From the line holding "Target: artificial greenery" to the final line below, restate each line word for word and add nothing.

## The data:
* * * * * * * * *

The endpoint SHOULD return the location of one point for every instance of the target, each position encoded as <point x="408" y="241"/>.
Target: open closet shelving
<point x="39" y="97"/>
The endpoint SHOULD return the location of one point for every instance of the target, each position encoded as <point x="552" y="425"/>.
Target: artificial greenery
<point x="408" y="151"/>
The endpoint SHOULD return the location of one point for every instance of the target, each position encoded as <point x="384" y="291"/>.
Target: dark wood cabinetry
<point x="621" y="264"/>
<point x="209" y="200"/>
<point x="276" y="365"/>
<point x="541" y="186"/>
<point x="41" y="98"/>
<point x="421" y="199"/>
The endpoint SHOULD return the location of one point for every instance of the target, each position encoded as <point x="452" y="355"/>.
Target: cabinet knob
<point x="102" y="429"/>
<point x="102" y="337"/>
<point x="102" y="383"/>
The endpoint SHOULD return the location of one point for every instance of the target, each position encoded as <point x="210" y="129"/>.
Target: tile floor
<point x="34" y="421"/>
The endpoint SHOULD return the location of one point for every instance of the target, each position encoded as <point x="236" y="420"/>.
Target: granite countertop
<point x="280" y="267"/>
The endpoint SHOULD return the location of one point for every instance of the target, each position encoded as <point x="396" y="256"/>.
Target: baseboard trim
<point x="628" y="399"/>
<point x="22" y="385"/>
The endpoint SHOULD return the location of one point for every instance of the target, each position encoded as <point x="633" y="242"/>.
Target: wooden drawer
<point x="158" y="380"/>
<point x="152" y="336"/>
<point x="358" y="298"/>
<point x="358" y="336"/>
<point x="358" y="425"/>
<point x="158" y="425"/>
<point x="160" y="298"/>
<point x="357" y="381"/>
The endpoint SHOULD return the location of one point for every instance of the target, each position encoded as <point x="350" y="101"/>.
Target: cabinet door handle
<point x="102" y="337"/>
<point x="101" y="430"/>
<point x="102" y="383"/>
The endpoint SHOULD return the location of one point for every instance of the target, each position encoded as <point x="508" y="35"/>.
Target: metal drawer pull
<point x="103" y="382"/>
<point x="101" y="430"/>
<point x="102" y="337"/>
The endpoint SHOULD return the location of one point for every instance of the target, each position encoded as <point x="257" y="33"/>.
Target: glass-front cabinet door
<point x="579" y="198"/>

* * * * * * * * *

## Written solution:
Target: artificial greenery
<point x="408" y="151"/>
The endpoint SHOULD return the location of one point for every instance of the target, each position encoded as <point x="384" y="291"/>.
Target: dark wood cabinetry
<point x="621" y="264"/>
<point x="209" y="200"/>
<point x="276" y="365"/>
<point x="541" y="186"/>
<point x="41" y="98"/>
<point x="421" y="199"/>
The endpoint SHOULD return the location of one point for every instance of the target, each position encoded as <point x="452" y="355"/>.
Target: cabinet knob
<point x="102" y="429"/>
<point x="102" y="337"/>
<point x="102" y="383"/>
The endpoint SHOULD return the location of one point for every instance of the target, each position encoded as <point x="210" y="129"/>.
Target: tile floor
<point x="34" y="421"/>
The endpoint SHOULD return the location of one point for every instance of the target, each position encoded as <point x="236" y="420"/>.
Target: granite countertop
<point x="280" y="267"/>
The endpoint SHOULD return the location of one point for every instance of the target, each position encoded as <point x="396" y="256"/>.
Target: baseboard trim
<point x="628" y="399"/>
<point x="22" y="385"/>
The endpoint SHOULD return the location of one point for every instance of the target, each position encoded as <point x="633" y="242"/>.
Target: wooden drawer
<point x="158" y="380"/>
<point x="152" y="336"/>
<point x="358" y="298"/>
<point x="358" y="336"/>
<point x="358" y="425"/>
<point x="158" y="425"/>
<point x="160" y="298"/>
<point x="357" y="381"/>
The endpoint SHOULD return the location of one point for every instance of the target, each position encoded as <point x="350" y="101"/>.
Target: cabinet door handle
<point x="102" y="337"/>
<point x="101" y="430"/>
<point x="102" y="383"/>
The endpoint SHOULD return the location of one point for every instance of the target, each position encoded as <point x="508" y="35"/>.
Target: metal drawer pull
<point x="103" y="382"/>
<point x="101" y="430"/>
<point x="102" y="337"/>
The endpoint SHOULD return the location of one point for every instance of the target, each position encoded as <point x="257" y="33"/>.
Target: glass-front cabinet door
<point x="579" y="198"/>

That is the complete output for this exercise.